WORK ITEM :: Below are the records; locate each line with the word "girl" and copy it.

RECORDS TO PROCESS below:

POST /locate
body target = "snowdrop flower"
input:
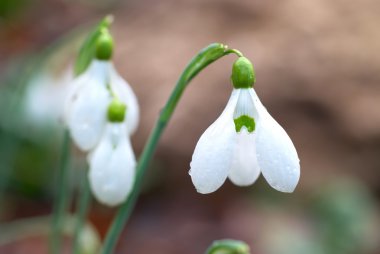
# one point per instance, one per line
(112, 162)
(90, 95)
(244, 141)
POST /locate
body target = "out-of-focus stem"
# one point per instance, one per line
(205, 57)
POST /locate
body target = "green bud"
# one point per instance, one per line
(104, 45)
(243, 74)
(116, 111)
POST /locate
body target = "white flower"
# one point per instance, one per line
(244, 141)
(88, 99)
(112, 166)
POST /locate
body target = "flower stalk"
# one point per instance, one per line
(204, 58)
(63, 196)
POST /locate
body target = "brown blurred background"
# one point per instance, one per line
(317, 65)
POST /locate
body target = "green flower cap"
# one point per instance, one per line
(104, 45)
(116, 111)
(243, 74)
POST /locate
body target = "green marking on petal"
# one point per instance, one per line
(246, 121)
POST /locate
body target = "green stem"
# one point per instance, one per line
(82, 209)
(205, 57)
(63, 196)
(228, 247)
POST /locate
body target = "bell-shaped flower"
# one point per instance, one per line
(244, 141)
(89, 96)
(112, 162)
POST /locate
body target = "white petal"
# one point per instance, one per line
(245, 168)
(126, 94)
(276, 153)
(87, 115)
(112, 166)
(212, 156)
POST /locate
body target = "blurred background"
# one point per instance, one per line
(317, 66)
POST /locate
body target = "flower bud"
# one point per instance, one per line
(228, 246)
(104, 45)
(243, 74)
(116, 111)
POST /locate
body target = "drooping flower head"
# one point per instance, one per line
(244, 141)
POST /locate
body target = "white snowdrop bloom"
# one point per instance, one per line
(244, 141)
(88, 99)
(112, 166)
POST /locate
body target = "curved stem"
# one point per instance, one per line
(82, 209)
(205, 57)
(63, 196)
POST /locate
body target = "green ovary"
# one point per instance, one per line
(246, 121)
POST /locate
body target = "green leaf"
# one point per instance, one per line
(87, 51)
(246, 121)
(228, 246)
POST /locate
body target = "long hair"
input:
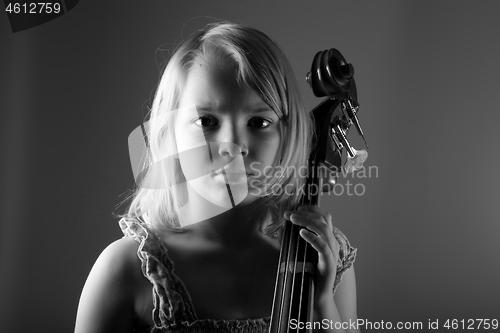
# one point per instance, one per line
(261, 66)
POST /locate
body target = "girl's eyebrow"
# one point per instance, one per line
(253, 110)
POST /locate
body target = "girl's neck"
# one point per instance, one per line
(236, 227)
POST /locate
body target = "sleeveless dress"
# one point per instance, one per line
(172, 307)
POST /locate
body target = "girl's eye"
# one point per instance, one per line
(259, 122)
(206, 121)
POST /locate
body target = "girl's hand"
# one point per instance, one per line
(319, 234)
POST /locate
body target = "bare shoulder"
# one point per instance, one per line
(108, 297)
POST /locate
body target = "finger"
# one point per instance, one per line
(319, 245)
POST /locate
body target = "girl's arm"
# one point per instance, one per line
(108, 297)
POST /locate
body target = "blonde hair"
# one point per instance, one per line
(262, 66)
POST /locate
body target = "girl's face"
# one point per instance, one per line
(226, 136)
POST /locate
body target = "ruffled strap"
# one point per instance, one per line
(347, 256)
(171, 300)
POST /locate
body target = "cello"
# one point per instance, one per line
(331, 77)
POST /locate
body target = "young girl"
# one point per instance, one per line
(200, 251)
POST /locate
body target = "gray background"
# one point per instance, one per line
(427, 72)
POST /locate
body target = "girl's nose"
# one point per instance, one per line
(232, 149)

End of RECORDS TO PROCESS.

ANSWER ::
body target = "girl's eyebrow"
body target = "girl's neck"
body target = "girl's eye"
body target = "girl's hand"
body target = "girl's arm"
body target = "girl's face"
body target = "young girl"
body target = "girl's nose"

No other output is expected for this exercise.